### Passage shown
[start]
The Hill ^ | January 13, 2016 | Jonathan Swan

Posted on 01/13/2016 2:26:20 PM PST by Repealthe17thAmendment

Major GOP donors and fundraisers are wondering whether they’re wasting their money on super-PACs.

They say they’re not ready to abandon the super-PACs, but they’re starting to look for ways to make them more effective during a presidential cycle that has challenged conventions about how to spend political donations.

GOP front-runner Donald Trump’s relatively cheap campaign — contrasted with the millions of dollars spent on behalf of Jeb Bush, John Kasich, Scott Walker and Rick Perry — has left donors, fundraisers and conservative leaders questioning the value of super-PACs, which got a boost from the 2010 Supreme Court decision that allowed independent groups to raise unlimited cash.

“People are upset about the Citizens United decision; people are upset about all this money flowing into politics, but at the end of the day it has no impact,” said New York financier Anthony Scaramucci, who was a national finance co-chair for Scott Walker’s presidential campaign before moving to raise funds for Bush when Walker quit the race.
[end]
### Task 1
Decide whether each statement agrees with the super-PAC article, answering yes or no and quoting the words that decide it: (a) the donors say they are ready to abandon super-PACs; (b) Anthony Scaramucci moved to raising funds for Bush after Walker quit the race; (c) super-PACs got a boost from a 2010 Supreme Court decision.
### Task 2
Summarize the super-PAC article in two sentences.
### Task 3
In the super-PAC article, shorten the paragraph beginning "GOP front-runner Donald Trump’s relatively cheap campaign" to a single brief sentence that keeps its main facts.

### Dataset rows
[start]
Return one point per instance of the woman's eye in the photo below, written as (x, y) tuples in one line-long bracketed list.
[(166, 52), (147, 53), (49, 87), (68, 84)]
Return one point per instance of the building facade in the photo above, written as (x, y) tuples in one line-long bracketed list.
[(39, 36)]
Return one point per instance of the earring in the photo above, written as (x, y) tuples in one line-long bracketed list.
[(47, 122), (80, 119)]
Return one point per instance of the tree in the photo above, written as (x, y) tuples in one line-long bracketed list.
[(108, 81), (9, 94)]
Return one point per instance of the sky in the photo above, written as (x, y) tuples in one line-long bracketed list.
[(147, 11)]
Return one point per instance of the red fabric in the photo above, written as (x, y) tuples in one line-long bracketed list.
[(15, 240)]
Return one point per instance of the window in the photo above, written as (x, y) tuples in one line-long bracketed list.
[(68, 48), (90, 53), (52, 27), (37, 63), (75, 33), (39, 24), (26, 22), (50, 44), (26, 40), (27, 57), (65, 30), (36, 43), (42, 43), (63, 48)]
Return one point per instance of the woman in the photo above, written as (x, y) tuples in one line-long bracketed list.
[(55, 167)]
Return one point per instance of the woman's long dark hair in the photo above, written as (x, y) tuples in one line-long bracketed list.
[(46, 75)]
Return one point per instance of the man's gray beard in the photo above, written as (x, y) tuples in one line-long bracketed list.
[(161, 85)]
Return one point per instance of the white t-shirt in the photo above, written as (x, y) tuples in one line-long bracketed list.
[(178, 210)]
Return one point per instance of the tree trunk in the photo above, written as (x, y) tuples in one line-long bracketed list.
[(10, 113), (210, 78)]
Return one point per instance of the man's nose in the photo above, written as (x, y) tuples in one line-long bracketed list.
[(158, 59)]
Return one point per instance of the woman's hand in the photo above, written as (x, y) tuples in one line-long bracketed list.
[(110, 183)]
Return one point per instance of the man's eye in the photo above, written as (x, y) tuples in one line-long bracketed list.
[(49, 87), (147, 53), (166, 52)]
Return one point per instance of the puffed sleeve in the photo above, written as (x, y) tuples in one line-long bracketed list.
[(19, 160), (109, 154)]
[end]
### Finished answer 1
(a) No: "They say they’re not ready to abandon the super-PACs"
(b) Yes: "before moving to raise funds for Bush when Walker quit the race"
(c) Yes: "which got a boost from the 2010 Supreme Court decision that allowed independent groups to raise unlimited cash"

### Finished answer 2
Major GOP donors and fundraisers are wondering whether their super-PAC money is wasted, and although they are not ready to abandon super-PACs, they are looking for ways to make them more effective. Donald Trump's relatively cheap campaign, set against the millions spent on behalf of Jeb Bush, John Kasich, Scott Walker and Rick Perry, has led donors, fundraisers and conservative leaders to question the value of super-PACs.

### Finished answer 3
Trump's relatively cheap campaign, compared with the millions spent for Bush, Kasich, Walker and Perry, has led donors, fundraisers and conservative leaders to question super-PACs, which the 2010 Supreme Court decision allowing independent groups to raise unlimited cash had boosted.